[Given data]
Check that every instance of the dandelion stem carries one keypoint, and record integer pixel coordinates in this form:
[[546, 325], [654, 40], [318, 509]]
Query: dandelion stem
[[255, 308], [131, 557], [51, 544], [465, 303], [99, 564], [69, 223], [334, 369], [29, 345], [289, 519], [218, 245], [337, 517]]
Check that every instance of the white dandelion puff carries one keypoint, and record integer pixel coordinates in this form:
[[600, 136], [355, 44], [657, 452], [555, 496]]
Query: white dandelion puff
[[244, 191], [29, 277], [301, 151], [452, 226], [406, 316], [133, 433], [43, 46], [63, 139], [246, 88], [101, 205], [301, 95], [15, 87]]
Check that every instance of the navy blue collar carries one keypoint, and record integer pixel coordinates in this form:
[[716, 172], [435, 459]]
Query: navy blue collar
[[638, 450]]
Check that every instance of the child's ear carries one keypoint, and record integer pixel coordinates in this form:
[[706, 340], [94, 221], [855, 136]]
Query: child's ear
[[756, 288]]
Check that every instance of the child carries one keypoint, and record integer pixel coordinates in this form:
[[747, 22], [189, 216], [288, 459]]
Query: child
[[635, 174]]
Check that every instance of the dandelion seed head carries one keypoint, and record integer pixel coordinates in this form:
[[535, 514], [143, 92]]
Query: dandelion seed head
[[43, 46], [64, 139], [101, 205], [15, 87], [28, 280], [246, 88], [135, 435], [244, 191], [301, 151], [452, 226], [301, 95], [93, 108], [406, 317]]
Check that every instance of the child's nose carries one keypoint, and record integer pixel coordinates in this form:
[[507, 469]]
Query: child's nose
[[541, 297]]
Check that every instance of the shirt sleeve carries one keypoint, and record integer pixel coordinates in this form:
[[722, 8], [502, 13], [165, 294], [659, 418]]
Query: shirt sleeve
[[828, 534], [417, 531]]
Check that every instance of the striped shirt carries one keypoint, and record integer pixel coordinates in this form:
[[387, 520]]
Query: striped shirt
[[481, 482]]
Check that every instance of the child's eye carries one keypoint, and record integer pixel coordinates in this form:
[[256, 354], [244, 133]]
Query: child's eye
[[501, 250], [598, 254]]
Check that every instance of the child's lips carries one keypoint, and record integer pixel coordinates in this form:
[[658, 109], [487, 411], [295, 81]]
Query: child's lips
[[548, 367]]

--

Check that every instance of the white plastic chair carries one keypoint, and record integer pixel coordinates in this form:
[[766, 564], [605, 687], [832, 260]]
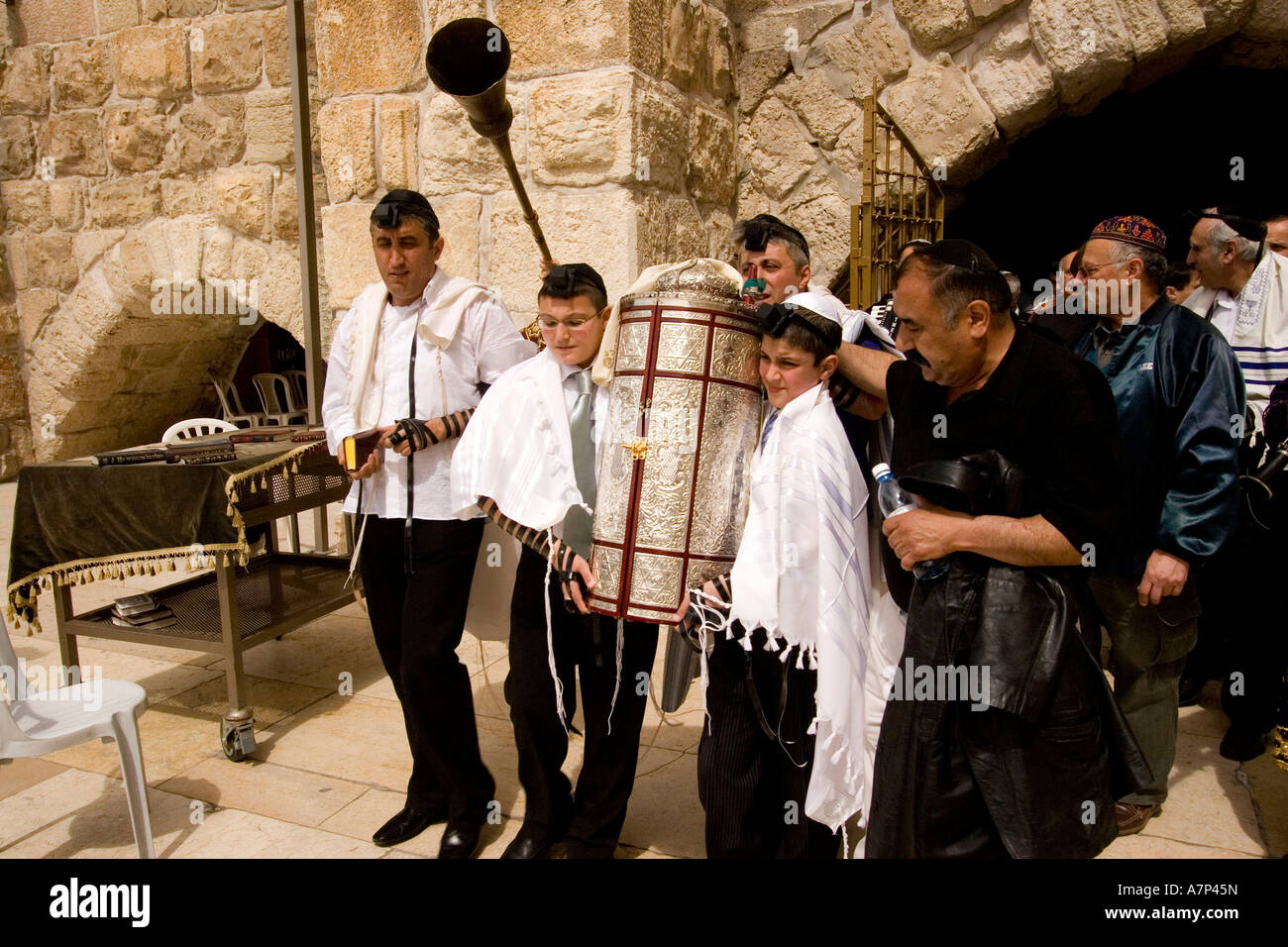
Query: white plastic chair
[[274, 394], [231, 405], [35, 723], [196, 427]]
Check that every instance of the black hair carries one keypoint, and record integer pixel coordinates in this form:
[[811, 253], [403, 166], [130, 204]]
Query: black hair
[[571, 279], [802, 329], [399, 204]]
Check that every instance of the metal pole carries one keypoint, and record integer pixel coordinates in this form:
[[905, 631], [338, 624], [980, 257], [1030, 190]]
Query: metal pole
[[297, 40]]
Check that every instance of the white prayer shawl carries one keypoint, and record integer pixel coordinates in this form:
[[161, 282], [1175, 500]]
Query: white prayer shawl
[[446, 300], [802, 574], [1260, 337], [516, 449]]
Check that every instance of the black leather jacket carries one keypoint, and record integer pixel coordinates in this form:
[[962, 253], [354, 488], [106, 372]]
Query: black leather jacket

[Aim of the exercise]
Reproduce the stretch of entries from the line that contains "Check that every instance of the child's lips" through the line that contains "[[548, 367]]", swapping "child's lips" for "child's mouth" and keeping everything else the same.

[Solution to the problem]
Check that every instance of the child's mouth carries one keypoint, and record integer pixel coordinates in this form:
[[658, 109], [487, 411], [295, 81]]
Query: child's mouth
[[548, 367]]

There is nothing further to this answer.